-- Extracted text --
There is no sector that is safe from the economic downturn imposed by the Covid-19 Pandemic of 2020. The normal relationship between supply and demand has been upended and businesses have had to completely change their operating perspectives. These are dubious times for both the buyer and the seller.

It is surprising then that most market experts feel that this is a very good time to be in the market for a house. The reason why home buyers are in a positive space is because they are at an unprecedented advantage to negotiate favourable deals on home options. Even more interesting, home buyers are looking at interest rates of 7.15% to 7.8% on home loans which is an all-time-low.

There are multiple factors at play here when considering this change. For one, there has been a mass exodus of construction projects across India. Many construction sites are empty simply because labour forces are either scared for their safety or have returned to their native residences. Secondly, of the 6.4 lakh apartments in the top 7 Indian cities, only 12% can be classified as ready to move in. This means that even large-scale apartment constructions have a long way to go before being fully ready.

The labour factor is failing for certain firms because of poor working conditions that have been prevalent for decades in India. Simply put, labourers are not paid even close to an appreciable amount for them to risk their health. The problem with independent contractors and vendors is a propagation of dated money-saving tactics which leaves with a workforce that is neither loyal nor motivated. The government understands this and is looking strongly into enforcing minimum standards for every construction labourer. Noting the devastating effect of the gaps in the construction chain, various state governments are also mulling over e-registration of construction documents and contracts cutting out the middleman entirely.

But the factor that every home buyer has to consider is where they stand in terms of capital. According to a survey done by ANAROCK Construction, roughly 40% of people who were prepared to go for their own property in January 2020 do not intend to start on those plans this year after the Covid19 Pandemic. There are many reasons that affect this decision but the strongest one is no doubt the complete lack of financial security. Many people who fall into this 40% have no source of income because of lay-offs, company closures and business debts. These people have unfortunately been on the receiving end of an economic crisis. These people were also focusing on getting their own home on the backs of home loans which in January 2020 did not have the attractive interest rates they do now.

-- The data --

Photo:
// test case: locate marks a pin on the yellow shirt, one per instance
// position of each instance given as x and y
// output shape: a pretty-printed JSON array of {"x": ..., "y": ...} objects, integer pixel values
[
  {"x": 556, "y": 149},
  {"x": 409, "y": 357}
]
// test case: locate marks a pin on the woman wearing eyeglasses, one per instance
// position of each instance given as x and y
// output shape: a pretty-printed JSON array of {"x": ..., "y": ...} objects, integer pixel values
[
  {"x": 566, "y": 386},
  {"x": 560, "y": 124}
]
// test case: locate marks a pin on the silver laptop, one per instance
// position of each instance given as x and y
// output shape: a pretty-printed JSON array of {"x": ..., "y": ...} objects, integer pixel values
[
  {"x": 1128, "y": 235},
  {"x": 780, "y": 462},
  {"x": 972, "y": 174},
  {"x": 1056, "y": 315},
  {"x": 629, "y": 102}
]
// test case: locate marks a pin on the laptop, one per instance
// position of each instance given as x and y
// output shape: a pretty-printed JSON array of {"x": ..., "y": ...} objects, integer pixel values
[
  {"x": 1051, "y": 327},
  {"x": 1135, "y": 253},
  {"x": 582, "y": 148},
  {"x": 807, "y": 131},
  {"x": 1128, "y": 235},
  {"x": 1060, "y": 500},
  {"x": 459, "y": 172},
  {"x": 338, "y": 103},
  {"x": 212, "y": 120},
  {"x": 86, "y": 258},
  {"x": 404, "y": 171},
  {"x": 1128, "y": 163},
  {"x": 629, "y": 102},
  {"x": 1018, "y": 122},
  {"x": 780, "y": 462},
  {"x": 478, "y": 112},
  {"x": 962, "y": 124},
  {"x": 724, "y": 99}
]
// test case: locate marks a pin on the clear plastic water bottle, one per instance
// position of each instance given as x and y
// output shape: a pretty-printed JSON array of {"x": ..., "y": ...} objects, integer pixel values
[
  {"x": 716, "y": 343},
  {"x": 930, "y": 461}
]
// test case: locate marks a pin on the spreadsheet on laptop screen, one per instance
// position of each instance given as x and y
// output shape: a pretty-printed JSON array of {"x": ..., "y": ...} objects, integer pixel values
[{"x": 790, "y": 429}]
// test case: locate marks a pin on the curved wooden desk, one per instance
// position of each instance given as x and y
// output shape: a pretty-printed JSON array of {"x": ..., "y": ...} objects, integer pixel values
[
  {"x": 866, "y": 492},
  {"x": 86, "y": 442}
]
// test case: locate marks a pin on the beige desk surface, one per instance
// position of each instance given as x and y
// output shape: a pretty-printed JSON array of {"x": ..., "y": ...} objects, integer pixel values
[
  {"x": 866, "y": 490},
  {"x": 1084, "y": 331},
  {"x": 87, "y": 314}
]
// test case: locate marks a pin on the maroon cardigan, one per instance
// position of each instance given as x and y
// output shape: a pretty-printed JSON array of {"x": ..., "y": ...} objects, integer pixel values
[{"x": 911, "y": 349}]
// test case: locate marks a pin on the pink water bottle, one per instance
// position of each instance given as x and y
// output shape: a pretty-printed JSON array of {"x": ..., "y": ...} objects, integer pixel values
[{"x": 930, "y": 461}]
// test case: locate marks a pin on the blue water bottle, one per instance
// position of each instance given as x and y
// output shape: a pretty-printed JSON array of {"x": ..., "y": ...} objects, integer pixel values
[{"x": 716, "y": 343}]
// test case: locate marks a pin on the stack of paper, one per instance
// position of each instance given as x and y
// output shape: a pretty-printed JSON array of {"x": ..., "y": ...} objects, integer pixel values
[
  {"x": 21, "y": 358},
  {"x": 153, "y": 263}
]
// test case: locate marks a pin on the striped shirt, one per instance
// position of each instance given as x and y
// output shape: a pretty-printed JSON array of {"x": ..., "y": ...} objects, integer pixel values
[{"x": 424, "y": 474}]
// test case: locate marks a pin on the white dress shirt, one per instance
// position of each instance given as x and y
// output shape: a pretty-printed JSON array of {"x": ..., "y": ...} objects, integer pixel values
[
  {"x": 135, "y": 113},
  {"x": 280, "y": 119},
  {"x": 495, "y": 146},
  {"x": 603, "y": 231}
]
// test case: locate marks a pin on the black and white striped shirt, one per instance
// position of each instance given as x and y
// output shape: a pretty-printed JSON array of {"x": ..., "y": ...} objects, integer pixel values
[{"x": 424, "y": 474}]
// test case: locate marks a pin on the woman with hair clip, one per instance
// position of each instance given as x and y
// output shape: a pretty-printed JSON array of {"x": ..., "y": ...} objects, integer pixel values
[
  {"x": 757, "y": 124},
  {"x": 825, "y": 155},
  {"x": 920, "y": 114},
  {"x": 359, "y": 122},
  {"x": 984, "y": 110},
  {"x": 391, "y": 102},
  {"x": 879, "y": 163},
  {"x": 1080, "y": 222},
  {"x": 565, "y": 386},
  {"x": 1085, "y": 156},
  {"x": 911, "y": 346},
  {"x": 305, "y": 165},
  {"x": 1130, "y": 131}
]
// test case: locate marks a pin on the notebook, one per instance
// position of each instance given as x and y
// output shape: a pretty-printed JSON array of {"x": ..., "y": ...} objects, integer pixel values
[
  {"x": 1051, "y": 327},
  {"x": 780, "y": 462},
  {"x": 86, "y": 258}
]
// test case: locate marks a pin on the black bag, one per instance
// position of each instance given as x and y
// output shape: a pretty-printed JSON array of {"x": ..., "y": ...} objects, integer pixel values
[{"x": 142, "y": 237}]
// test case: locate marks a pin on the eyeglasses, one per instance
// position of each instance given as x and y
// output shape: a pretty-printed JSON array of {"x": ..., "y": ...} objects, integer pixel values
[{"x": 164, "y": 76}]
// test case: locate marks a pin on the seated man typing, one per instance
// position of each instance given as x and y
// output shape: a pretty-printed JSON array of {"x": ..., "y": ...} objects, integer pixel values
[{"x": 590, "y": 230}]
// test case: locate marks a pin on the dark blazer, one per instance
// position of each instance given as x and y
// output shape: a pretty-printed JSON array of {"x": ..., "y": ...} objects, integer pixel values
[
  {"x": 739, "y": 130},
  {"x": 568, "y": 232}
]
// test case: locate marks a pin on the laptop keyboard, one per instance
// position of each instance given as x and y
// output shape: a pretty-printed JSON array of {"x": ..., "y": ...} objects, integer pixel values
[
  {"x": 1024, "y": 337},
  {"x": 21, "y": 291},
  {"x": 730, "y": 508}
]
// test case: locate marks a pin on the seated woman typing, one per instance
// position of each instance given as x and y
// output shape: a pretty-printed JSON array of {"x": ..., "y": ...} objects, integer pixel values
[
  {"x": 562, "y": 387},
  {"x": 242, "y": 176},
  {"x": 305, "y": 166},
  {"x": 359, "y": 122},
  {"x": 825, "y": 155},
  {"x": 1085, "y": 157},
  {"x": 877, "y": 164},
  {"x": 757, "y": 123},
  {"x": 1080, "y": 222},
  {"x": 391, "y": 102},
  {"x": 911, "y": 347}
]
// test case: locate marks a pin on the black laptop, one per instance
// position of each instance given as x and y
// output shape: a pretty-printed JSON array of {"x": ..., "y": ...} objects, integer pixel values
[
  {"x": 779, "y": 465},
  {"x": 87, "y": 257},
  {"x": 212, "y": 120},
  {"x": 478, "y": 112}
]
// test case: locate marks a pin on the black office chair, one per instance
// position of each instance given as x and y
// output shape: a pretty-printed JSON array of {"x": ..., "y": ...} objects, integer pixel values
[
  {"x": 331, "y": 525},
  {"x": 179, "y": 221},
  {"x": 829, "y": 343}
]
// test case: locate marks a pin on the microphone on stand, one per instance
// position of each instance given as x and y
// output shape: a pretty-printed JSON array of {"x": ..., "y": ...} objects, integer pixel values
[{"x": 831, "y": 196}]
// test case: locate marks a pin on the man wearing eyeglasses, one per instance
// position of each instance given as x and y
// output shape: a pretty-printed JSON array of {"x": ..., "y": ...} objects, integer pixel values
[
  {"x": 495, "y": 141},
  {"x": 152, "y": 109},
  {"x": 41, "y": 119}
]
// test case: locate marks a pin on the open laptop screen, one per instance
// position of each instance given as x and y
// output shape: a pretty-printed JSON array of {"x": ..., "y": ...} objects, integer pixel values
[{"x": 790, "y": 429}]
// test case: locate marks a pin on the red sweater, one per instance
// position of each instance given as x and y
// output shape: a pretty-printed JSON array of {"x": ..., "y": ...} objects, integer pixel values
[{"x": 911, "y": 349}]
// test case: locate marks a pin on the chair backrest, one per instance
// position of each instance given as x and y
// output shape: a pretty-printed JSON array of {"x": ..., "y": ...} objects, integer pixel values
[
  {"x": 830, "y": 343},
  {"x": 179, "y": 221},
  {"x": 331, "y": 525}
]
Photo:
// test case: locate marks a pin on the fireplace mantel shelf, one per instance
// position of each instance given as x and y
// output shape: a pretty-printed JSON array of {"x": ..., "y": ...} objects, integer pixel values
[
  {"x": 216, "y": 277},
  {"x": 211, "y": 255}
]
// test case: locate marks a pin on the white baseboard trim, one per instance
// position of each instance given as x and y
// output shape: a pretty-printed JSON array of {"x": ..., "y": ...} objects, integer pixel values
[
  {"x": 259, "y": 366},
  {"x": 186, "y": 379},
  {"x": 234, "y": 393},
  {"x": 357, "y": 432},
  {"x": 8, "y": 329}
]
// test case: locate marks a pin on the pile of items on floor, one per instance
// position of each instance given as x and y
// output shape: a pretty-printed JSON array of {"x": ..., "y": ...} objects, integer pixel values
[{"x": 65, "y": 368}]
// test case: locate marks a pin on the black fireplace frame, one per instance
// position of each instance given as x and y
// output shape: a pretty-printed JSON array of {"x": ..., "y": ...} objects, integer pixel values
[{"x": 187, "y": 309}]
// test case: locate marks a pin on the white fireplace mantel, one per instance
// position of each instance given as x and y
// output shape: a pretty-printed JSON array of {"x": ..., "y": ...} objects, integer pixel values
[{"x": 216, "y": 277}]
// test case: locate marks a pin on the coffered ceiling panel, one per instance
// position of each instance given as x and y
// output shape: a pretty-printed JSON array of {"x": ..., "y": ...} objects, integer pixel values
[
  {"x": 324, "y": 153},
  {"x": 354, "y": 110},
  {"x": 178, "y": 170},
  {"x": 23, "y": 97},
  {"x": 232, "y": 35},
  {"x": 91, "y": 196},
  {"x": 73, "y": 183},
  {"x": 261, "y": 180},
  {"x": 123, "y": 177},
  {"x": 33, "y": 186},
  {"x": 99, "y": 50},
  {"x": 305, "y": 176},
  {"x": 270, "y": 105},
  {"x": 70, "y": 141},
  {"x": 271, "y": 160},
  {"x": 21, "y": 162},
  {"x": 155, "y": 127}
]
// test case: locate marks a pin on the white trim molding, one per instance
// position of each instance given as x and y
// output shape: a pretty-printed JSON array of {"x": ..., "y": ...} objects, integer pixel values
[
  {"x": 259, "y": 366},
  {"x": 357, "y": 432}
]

-- What you will do --
Pick up the text on buying a home in India during the Covid-19 pandemic and continue it from its last sentence.

-- Answer to this exercise --
But what of the other 60%? Well these comprise of people who had saved up capital for their home construction projects before commencing them. Those with saved capital are not banking on home loans and thus have a lesser requirement for a constant flow of income to finance their projects. This category no doubt has a strong advantage as now they are looking at substantially lower rates and they have a very strong ground for re-negotiations. It is understandable why they would want to continue with their plans as they are neither affected by an economic crises nor high construction rates.

Over 75% of prospective homeowners in India have suffered from offline property dealings and searches. Now with the pandemic forcing businesses to look at online options for their operations and catalogue, there is a paradigm shift for the construction sector around the corner. More firms are looking into technological strengthening and making a more robust online presence. These changes are applauded by the government as well with a prospect of online registrations of property documents. This would help bring back the value chain and make the concept of your own house not just affordable but convenient as well.